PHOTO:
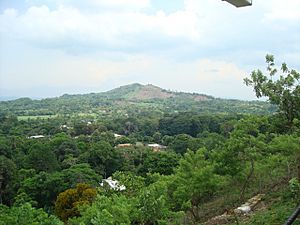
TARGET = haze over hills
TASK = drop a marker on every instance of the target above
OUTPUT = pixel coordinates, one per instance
(133, 97)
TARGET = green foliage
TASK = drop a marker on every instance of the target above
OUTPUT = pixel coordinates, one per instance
(294, 186)
(113, 210)
(42, 158)
(68, 202)
(8, 175)
(154, 207)
(195, 181)
(26, 215)
(282, 90)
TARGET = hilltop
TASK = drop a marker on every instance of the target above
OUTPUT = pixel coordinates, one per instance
(132, 97)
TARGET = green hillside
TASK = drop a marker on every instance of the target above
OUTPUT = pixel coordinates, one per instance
(131, 98)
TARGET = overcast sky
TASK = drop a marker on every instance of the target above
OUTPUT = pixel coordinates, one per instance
(52, 47)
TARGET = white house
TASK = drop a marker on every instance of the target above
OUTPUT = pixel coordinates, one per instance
(113, 184)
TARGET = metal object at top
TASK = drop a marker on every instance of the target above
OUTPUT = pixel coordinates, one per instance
(239, 3)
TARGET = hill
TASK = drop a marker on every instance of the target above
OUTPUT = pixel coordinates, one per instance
(132, 98)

+ + + + + + +

PROBLEM STATEMENT: Copy every line above word for word, leaving out the pictures.

WRITTEN RESPONSE:
PHOTO:
TARGET = haze over hills
TASK = drop a marker on every instance of the target above
OUTPUT = pixel coordinates, one per instance
(133, 97)
TARGET = green foliage
TASK = drop a marker on every instance of the target above
OUTPUT = pixel coordinates, one per instance
(294, 186)
(113, 210)
(42, 158)
(68, 202)
(8, 175)
(154, 207)
(195, 181)
(26, 215)
(282, 90)
TARGET = hilltop
TASK = drop a marker on every instance of the target above
OUTPUT = pixel coordinates, one per instance
(132, 97)
TARGET = green hillside
TASK = drop a marker on every instance of the target above
OUTPUT = pixel coordinates, one per instance
(131, 98)
TARGET = overcast sky
TASK = drop a marker on every instance of the target above
OUTPUT = pixel coordinates, one per instance
(52, 47)
TARGET = white house
TASK = drop a marker on every instance of the target above
OUTPUT = pixel coordinates, one per instance
(113, 184)
TARGET = metal object at top
TASK = drop a marker on every instance of the target above
OUTPUT = pixel coordinates, one per instance
(239, 3)
TARGET = hill
TASK = drop a marker on every instance of the target above
OUTPUT = pixel coordinates, one per instance
(132, 98)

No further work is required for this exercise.